(Point labeling dataset excerpts)
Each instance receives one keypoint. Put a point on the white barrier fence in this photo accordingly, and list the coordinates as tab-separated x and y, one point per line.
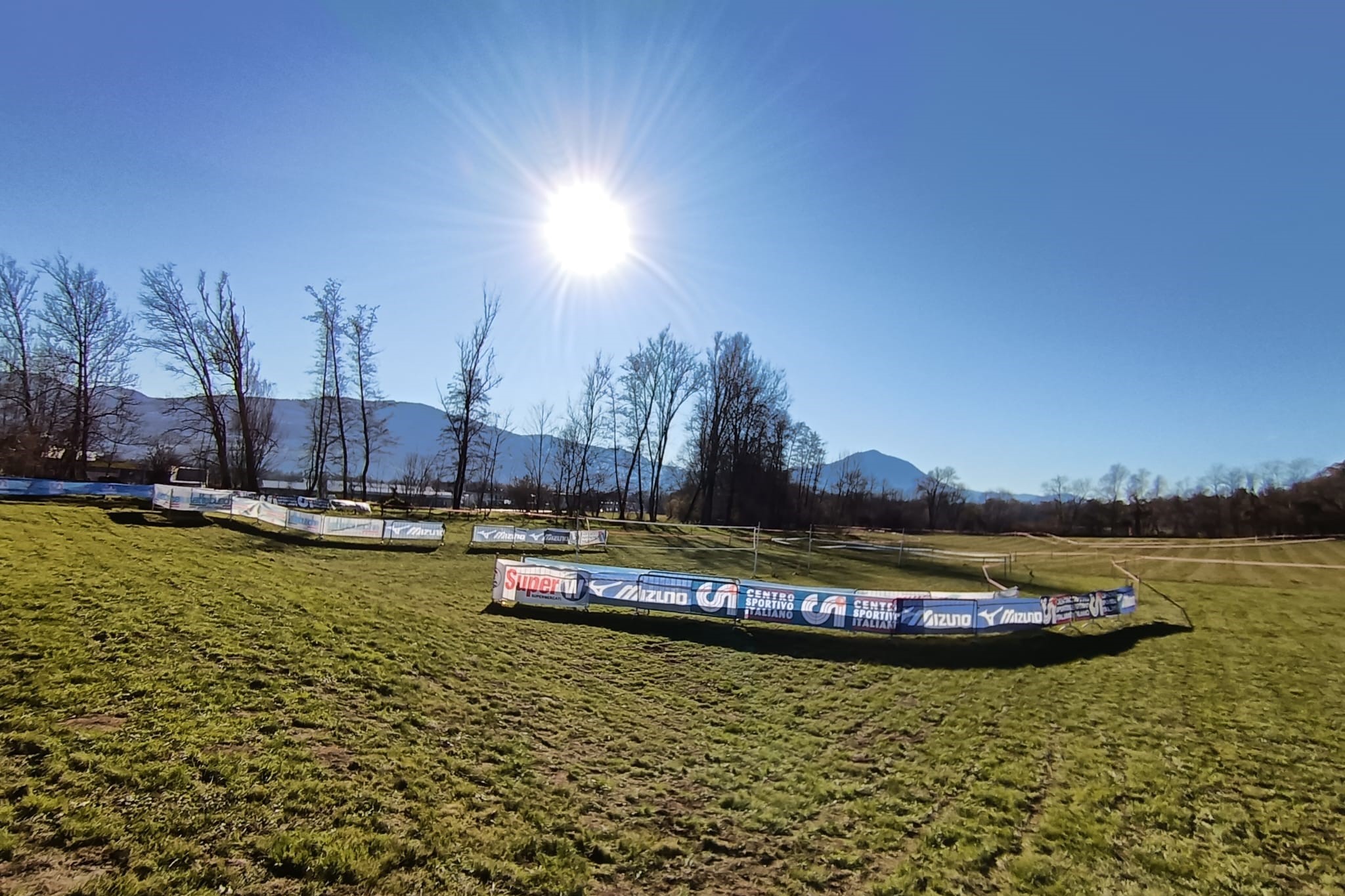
537	538
177	498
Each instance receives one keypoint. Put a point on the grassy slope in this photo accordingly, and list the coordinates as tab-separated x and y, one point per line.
202	707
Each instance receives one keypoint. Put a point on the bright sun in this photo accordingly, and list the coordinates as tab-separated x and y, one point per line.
586	230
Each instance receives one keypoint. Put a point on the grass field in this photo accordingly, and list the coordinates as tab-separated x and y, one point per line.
208	708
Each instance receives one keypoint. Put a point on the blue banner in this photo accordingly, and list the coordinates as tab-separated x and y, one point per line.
57	488
413	531
839	609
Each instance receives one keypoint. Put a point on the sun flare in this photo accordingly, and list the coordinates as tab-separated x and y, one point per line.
586	230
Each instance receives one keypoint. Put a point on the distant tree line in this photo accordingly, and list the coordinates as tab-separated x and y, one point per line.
65	373
65	381
1273	500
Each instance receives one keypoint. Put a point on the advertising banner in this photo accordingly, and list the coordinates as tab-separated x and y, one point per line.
249	508
353	527
210	500
273	513
537	585
843	609
1060	609
549	538
493	535
37	488
413	531
57	488
108	489
304	522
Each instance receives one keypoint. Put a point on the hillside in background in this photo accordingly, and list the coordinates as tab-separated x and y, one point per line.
416	430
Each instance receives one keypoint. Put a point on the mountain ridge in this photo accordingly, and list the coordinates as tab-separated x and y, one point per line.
416	429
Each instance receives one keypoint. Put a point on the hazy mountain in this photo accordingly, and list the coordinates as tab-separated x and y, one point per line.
879	468
416	430
891	473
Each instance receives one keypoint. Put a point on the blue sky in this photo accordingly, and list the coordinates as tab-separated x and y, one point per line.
1020	240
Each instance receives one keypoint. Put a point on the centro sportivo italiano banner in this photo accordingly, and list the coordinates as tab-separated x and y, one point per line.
514	535
552	584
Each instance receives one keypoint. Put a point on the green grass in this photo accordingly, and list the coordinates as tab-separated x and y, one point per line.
194	708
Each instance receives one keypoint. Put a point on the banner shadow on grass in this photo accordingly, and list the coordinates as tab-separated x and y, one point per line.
1007	651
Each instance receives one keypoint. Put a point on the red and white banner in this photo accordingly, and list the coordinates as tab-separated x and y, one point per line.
537	586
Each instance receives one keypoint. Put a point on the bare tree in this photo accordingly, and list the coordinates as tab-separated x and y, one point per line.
327	426
677	381
493	442
1057	489
468	396
636	396
539	454
373	419
92	343
808	454
416	476
584	422
231	352
1111	485
24	383
182	335
939	488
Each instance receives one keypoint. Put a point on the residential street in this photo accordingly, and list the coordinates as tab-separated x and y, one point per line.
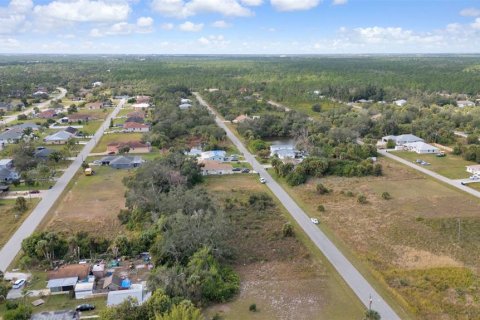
12	247
347	271
41	106
454	183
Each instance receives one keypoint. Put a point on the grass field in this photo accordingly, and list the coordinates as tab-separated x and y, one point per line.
116	137
450	166
281	275
423	244
91	204
10	223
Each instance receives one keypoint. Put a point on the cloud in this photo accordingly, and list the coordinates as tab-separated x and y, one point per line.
294	5
189	26
143	25
213	40
167	26
221	24
84	10
470	12
184	9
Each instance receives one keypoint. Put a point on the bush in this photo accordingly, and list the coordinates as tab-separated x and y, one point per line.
362	199
386	196
287	230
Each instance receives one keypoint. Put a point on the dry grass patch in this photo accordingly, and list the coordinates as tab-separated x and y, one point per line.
92	204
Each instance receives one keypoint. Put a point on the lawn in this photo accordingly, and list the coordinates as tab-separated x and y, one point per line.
91	203
115	137
283	276
423	245
450	166
10	223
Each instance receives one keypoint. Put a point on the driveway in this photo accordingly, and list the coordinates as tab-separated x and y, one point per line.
347	271
13	246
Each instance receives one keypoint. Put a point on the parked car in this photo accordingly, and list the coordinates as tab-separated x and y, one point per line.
85	307
18	284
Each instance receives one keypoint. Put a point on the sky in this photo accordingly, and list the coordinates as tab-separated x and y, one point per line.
239	26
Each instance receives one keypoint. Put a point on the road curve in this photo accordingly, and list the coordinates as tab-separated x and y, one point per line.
40	106
454	183
347	271
13	246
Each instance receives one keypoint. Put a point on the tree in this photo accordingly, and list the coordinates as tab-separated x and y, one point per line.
20	205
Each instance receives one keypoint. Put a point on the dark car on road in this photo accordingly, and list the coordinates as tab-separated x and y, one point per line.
85	307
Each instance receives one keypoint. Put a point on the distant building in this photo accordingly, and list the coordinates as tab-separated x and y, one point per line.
217	155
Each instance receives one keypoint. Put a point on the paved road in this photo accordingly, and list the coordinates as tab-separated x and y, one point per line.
12	247
455	183
41	106
347	271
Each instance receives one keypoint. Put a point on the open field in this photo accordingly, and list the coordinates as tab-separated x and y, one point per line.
63	302
9	223
450	166
423	243
279	274
91	204
116	137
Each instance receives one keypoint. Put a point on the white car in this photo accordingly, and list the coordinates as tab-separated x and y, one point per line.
18	284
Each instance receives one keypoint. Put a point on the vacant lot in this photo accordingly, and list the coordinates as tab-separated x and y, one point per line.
115	137
424	242
11	220
92	204
279	274
450	166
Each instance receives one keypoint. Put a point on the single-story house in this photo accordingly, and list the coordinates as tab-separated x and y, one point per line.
402	139
8	175
94	105
62	284
185	106
400	103
474	169
47	114
135	147
11	136
43	153
136	114
6	163
421	147
122	162
241	118
135	127
4	106
465	103
58	137
217	155
140	106
143	99
213	167
284	150
117	297
56	315
83	290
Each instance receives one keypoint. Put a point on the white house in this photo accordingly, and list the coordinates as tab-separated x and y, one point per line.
216	155
475	169
402	139
421	147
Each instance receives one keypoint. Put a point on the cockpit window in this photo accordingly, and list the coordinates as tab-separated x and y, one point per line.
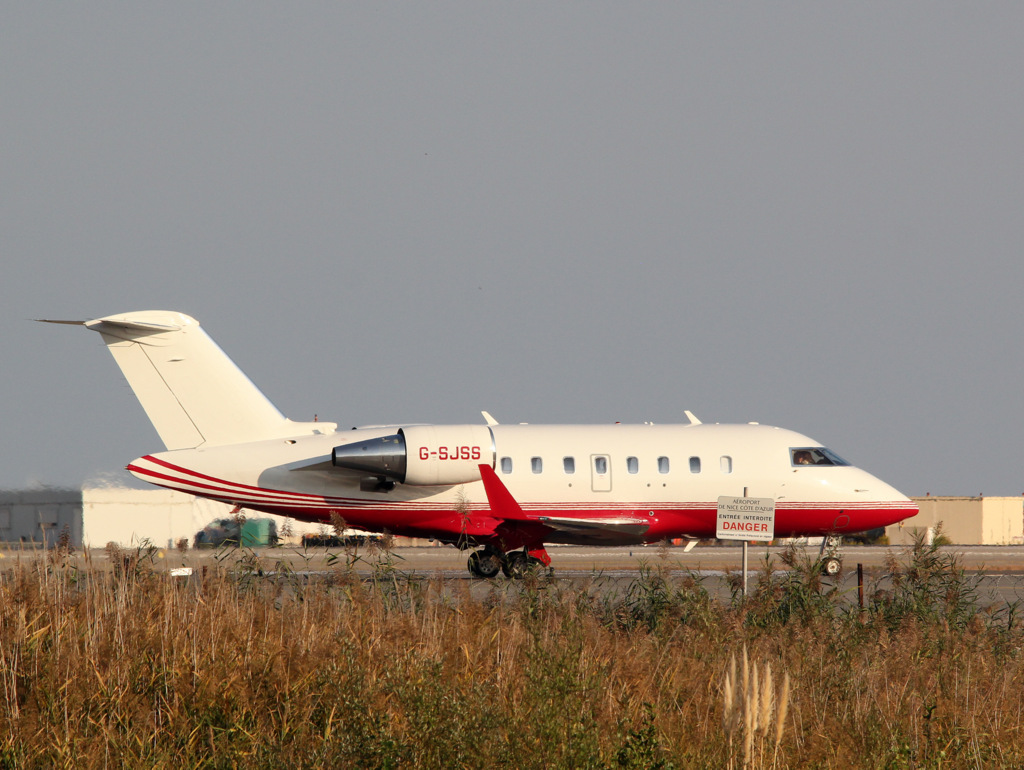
815	456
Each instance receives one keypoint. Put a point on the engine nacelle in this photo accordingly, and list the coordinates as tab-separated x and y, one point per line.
422	455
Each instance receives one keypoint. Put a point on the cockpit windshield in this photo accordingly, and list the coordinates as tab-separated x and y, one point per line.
815	456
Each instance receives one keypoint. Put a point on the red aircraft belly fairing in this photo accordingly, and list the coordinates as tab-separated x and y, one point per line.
498	487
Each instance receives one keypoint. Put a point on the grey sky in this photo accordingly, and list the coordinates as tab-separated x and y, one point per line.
803	214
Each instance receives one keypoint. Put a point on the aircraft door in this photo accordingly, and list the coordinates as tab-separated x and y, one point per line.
600	470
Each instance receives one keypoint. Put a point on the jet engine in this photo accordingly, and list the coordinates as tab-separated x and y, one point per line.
422	455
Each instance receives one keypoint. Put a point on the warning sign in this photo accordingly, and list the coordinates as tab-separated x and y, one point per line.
745	518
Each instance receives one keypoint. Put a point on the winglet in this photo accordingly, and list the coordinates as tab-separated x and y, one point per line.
500	500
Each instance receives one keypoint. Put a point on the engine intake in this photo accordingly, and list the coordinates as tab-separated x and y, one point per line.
422	455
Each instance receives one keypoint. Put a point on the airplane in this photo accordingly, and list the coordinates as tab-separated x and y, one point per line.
503	492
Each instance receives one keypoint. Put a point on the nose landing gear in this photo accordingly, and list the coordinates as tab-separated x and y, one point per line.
829	556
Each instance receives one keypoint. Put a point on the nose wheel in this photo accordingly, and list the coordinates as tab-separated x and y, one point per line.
829	556
484	563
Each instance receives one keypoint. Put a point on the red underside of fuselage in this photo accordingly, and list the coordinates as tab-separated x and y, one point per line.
480	526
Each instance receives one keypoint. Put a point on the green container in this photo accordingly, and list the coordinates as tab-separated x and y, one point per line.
259	532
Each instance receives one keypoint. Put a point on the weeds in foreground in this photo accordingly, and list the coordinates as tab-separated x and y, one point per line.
248	665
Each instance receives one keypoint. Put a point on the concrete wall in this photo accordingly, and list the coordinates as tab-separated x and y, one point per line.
38	516
966	521
95	516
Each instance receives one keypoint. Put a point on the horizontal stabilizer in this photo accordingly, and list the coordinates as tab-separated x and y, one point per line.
596	528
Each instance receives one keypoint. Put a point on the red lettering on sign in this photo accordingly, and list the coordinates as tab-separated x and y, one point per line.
451	453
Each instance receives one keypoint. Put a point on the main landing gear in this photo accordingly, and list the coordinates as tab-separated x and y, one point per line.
829	556
516	564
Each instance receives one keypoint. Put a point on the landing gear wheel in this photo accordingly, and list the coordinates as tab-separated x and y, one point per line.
483	563
518	564
829	555
830	566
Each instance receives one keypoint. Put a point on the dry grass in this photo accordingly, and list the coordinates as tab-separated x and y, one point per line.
127	667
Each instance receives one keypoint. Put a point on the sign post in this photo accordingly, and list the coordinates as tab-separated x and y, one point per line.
745	519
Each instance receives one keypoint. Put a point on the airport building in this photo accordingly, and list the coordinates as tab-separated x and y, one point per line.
965	521
93	517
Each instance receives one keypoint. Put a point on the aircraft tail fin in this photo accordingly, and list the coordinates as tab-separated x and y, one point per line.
193	393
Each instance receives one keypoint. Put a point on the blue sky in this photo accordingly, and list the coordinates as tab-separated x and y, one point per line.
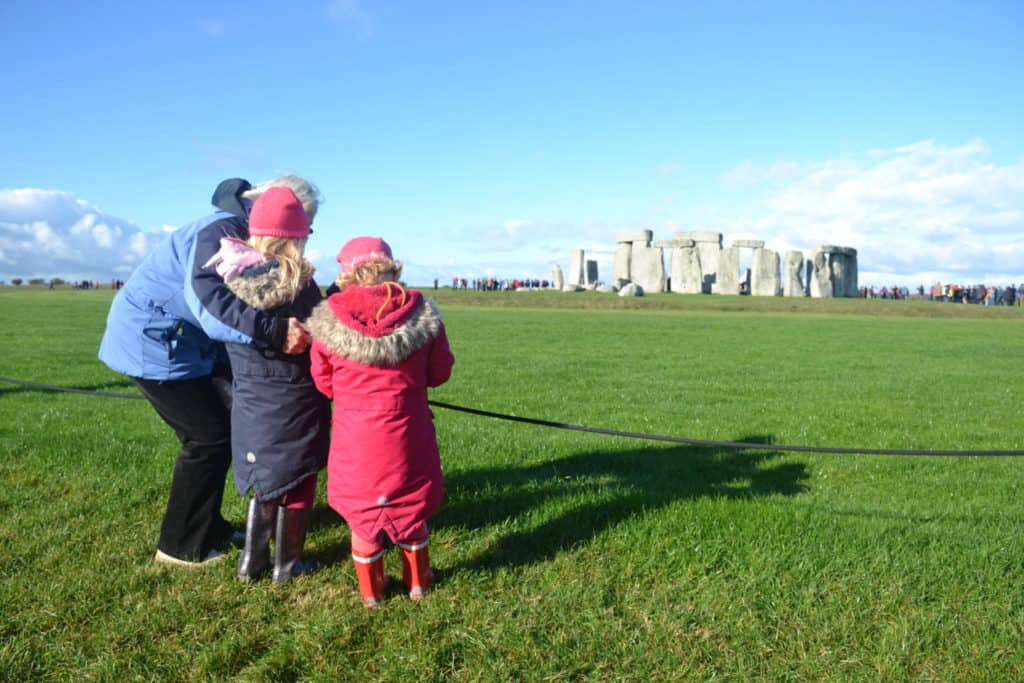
492	138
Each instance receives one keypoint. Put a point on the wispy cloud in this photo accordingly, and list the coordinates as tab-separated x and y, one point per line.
47	233
667	168
749	174
923	208
352	14
212	28
227	157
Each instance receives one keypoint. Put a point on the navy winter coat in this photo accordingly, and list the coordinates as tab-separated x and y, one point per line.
280	422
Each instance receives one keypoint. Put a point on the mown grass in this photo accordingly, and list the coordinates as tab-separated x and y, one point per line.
563	555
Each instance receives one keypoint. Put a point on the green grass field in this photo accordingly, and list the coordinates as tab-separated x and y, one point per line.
565	556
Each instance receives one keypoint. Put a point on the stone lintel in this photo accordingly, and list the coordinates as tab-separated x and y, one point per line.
672	244
635	236
749	244
698	236
833	249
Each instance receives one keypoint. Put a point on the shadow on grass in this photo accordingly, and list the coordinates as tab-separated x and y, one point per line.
627	482
12	389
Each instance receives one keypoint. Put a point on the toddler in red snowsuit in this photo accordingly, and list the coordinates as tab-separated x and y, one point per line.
377	347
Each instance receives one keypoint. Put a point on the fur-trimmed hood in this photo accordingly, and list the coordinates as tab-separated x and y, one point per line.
376	326
260	287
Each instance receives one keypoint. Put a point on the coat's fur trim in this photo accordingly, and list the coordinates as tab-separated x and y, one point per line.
260	287
378	351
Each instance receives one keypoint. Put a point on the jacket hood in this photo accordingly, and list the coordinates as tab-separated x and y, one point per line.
377	310
227	196
376	326
260	287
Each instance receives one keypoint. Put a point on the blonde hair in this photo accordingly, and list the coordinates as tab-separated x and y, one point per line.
295	270
370	273
305	191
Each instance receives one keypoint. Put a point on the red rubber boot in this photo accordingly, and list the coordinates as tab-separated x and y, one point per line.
416	567
370	571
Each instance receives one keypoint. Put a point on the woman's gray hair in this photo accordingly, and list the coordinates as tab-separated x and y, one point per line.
305	191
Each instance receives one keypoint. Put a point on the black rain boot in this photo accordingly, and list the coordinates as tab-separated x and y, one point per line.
291	535
255	558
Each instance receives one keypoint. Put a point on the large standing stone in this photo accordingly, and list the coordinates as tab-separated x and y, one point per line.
728	271
621	266
709	246
793	274
558	282
820	275
684	266
764	272
576	275
647	267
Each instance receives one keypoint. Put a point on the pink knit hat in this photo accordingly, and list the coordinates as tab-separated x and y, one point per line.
361	250
278	213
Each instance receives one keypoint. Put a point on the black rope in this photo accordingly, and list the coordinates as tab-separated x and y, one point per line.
744	445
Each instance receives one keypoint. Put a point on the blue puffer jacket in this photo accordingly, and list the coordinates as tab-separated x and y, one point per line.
165	323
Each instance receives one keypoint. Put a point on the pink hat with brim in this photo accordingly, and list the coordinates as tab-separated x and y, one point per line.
363	250
278	213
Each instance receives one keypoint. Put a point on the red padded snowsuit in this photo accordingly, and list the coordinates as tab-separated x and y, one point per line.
376	350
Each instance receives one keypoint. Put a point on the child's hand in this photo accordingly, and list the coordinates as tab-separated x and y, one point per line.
298	338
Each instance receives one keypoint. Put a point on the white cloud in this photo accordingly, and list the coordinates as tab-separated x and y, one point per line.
749	174
50	233
668	168
212	28
351	13
948	212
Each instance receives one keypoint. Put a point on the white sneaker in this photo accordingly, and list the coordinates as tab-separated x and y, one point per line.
211	557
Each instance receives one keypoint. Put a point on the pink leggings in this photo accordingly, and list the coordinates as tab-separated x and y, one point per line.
300	497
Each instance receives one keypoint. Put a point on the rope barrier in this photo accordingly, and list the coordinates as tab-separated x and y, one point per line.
742	445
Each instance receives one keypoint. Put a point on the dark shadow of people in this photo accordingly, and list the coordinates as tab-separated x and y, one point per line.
11	388
625	482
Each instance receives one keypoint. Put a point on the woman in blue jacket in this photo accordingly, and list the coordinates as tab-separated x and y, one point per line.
161	331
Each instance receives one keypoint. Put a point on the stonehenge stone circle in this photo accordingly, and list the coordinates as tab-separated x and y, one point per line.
684	270
647	267
728	271
698	263
557	281
621	265
764	272
793	274
576	275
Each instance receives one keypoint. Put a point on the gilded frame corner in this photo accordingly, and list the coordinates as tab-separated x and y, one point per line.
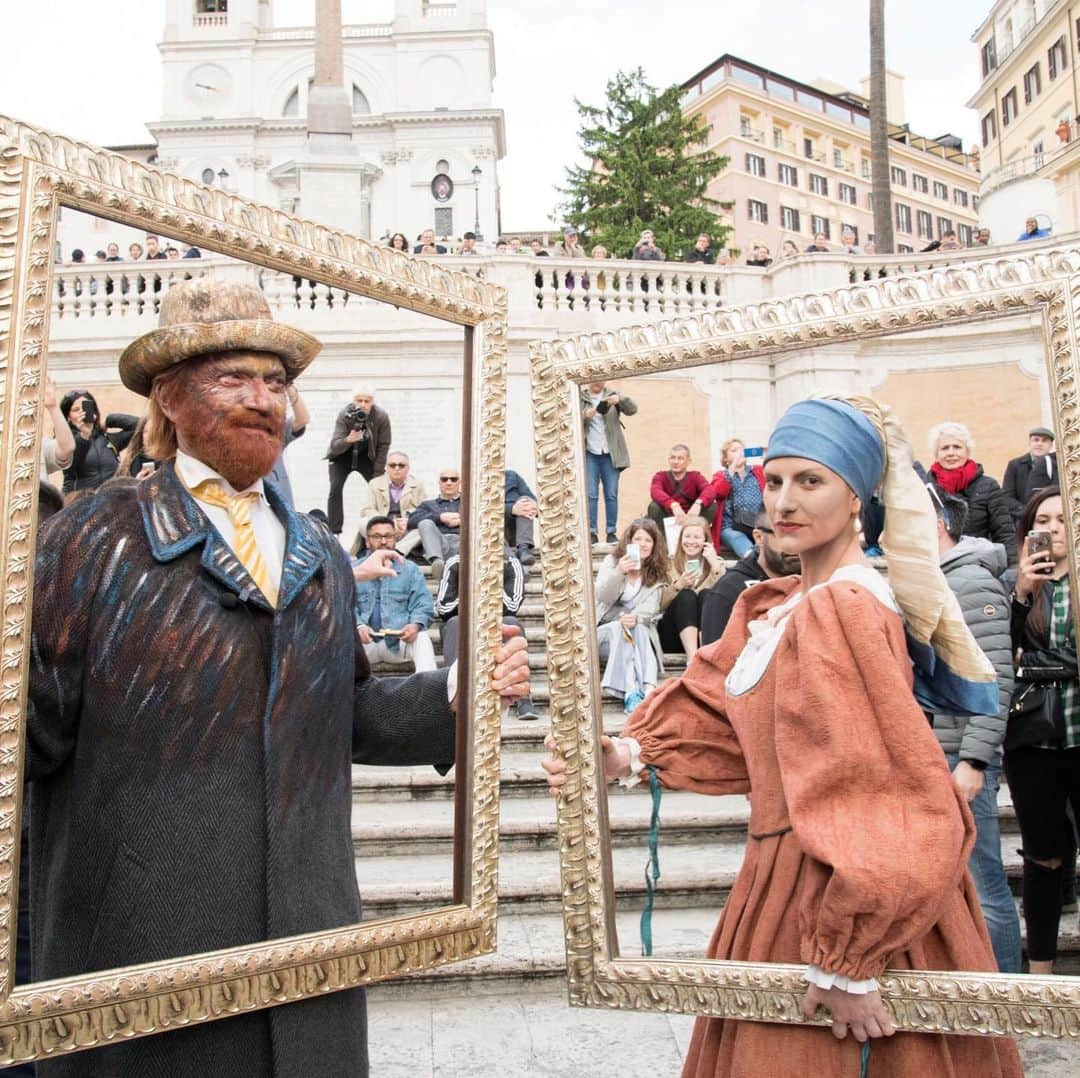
1048	284
40	172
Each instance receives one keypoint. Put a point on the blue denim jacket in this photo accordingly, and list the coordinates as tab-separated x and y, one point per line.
405	598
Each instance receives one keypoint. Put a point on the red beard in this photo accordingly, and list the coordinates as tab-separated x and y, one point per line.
241	448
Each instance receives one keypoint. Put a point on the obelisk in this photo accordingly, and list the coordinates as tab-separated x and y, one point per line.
333	178
329	105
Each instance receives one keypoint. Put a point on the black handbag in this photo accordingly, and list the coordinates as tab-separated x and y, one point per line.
1035	710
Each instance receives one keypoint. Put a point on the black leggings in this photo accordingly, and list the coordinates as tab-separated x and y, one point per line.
1043	783
683	612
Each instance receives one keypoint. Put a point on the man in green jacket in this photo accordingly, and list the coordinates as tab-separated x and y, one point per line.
606	453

Description of the task
Give again the lines from the line holding "Each instance receives one keypoint. Put a point on the obelisk" through the close of the listing, both included, exactly as written and with nothing else.

The result
Each instance receives one keypoint. Put a point on the obelisk in this photo accordingly, and list the coordinates as tab-separated x and y, one point per line.
333	178
329	105
Each instance receives one keypoint. Put a point on the black handbag in this photo accordingly, and list the coordinates as tab-separated x and y, one point per line.
1035	710
Each instance receives one keypoint. Put a point on the black leggings in this photo accordingly, and list the coordinates as tab-separated x and y, one point per line.
1043	783
683	612
Each instance receives one keypoint. Put a point on the man in green jacket in this photo accordingly, and list the coordinates as tab-separated x and y, one point per line.
606	453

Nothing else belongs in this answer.